### EXTRACTED INFORMATION

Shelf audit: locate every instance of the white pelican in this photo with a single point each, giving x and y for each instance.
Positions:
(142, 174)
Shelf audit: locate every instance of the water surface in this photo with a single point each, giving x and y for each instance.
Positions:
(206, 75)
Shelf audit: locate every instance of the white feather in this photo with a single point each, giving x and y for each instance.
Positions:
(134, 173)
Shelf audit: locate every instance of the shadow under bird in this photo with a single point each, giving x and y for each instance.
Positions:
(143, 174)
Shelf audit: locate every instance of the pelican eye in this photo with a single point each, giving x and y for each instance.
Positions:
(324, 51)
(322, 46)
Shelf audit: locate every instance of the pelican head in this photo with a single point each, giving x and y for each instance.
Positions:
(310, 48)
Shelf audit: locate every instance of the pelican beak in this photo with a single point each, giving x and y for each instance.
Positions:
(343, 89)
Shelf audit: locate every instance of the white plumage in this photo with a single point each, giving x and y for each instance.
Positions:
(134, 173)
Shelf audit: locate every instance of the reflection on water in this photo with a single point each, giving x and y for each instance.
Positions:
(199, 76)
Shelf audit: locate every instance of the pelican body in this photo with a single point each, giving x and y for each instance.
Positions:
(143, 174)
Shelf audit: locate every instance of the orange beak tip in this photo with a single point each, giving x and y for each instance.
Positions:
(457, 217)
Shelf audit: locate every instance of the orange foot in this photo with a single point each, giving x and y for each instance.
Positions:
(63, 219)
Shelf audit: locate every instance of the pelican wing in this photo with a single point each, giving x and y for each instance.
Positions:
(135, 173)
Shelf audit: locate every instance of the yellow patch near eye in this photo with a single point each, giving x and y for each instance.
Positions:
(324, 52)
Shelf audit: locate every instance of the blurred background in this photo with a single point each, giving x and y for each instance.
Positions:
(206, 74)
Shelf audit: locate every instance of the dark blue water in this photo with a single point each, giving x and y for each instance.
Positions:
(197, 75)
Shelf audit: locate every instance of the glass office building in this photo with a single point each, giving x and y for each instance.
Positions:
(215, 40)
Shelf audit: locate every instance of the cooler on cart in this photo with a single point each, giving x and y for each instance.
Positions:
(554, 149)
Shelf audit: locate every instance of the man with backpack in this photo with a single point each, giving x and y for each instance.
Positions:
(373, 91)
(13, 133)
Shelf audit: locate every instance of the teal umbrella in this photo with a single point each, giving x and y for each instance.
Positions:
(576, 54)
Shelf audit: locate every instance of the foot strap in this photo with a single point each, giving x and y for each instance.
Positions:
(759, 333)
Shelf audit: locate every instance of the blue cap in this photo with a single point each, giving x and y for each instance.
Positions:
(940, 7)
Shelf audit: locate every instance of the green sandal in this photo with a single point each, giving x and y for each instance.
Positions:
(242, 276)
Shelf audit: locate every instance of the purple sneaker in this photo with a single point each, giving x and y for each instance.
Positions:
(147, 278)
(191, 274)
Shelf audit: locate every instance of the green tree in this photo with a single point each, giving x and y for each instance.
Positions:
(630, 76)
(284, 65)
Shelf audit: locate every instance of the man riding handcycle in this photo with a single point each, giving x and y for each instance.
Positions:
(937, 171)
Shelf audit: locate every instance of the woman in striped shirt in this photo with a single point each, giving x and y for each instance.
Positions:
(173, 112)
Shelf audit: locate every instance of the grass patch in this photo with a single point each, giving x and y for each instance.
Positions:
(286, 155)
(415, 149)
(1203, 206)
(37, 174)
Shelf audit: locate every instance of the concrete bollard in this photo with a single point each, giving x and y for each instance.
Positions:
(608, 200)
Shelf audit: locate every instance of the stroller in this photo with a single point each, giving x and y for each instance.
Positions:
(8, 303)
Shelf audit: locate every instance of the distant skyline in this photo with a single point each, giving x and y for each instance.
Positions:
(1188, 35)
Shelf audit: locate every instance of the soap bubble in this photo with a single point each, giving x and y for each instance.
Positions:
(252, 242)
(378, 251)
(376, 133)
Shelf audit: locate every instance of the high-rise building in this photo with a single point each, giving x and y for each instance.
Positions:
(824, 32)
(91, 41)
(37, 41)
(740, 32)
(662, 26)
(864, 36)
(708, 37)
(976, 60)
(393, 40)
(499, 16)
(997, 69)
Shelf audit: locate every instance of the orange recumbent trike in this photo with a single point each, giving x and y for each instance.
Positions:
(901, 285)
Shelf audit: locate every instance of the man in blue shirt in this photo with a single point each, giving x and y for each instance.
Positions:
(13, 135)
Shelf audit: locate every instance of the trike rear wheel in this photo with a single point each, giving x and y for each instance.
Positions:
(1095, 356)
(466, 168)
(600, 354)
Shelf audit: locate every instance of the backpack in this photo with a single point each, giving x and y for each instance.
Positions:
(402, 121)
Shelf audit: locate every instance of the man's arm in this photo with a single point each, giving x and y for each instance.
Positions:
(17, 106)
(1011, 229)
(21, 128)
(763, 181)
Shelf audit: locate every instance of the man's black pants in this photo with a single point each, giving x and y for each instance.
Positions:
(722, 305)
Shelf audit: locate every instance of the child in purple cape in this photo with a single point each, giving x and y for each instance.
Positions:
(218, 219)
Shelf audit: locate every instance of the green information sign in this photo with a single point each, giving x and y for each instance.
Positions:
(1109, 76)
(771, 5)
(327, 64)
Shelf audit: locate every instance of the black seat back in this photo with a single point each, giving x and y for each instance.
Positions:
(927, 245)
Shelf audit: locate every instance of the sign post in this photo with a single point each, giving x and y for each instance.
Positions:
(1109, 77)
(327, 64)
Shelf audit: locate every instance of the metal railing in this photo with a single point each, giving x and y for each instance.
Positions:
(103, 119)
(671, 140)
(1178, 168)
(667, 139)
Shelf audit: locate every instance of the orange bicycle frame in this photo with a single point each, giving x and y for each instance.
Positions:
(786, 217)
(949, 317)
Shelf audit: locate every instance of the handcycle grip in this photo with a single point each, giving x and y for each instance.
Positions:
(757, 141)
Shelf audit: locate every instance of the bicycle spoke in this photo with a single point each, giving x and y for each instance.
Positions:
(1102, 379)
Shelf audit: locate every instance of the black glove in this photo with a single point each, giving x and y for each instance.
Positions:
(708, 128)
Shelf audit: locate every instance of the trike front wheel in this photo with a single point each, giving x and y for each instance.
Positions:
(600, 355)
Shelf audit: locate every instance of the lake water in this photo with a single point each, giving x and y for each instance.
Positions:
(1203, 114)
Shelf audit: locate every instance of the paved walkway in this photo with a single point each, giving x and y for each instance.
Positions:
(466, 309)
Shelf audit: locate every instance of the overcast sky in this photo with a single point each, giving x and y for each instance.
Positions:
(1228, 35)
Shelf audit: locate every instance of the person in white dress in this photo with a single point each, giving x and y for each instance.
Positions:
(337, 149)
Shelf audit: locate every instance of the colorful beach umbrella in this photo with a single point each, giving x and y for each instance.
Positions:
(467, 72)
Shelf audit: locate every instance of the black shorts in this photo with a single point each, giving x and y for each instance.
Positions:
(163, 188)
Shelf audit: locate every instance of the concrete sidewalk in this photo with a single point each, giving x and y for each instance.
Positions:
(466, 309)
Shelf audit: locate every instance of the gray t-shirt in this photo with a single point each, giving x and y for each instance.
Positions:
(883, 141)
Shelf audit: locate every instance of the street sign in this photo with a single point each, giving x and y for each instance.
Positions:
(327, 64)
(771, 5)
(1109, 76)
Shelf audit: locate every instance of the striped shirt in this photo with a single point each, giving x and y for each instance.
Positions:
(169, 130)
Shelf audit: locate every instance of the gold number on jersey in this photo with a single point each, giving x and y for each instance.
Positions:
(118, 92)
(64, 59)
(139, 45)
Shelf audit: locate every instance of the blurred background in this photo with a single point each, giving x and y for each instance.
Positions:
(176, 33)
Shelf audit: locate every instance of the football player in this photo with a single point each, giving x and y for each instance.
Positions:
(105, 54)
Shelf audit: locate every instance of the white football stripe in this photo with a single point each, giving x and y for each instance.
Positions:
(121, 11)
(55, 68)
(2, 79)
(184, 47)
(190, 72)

######

Put the lines from the one containing "Shelf audit: locate every instance of the gold" through the last line above into a numbered list, both ends included and blank lines omitted.

1. Shelf audit: locate every instance of the gold number on jersey in this photo with a single point each, giving x and y for each instance.
2. Positions:
3. (118, 92)
4. (64, 59)
5. (139, 45)
6. Shelf audit: locate every instance of the blurred background in this photo with a single point each, giving x and y for each instance.
7. Positions:
8. (176, 33)
9. Shelf audit: locate every instance of the football player in this photo with a single point each, giving x and y for each instance.
10. Positions:
11. (105, 54)
12. Shelf audit: locate every instance of the white football stripe in this photo with a single point each, giving x and y for each instance.
13. Positions:
14. (121, 11)
15. (55, 68)
16. (2, 79)
17. (184, 47)
18. (190, 72)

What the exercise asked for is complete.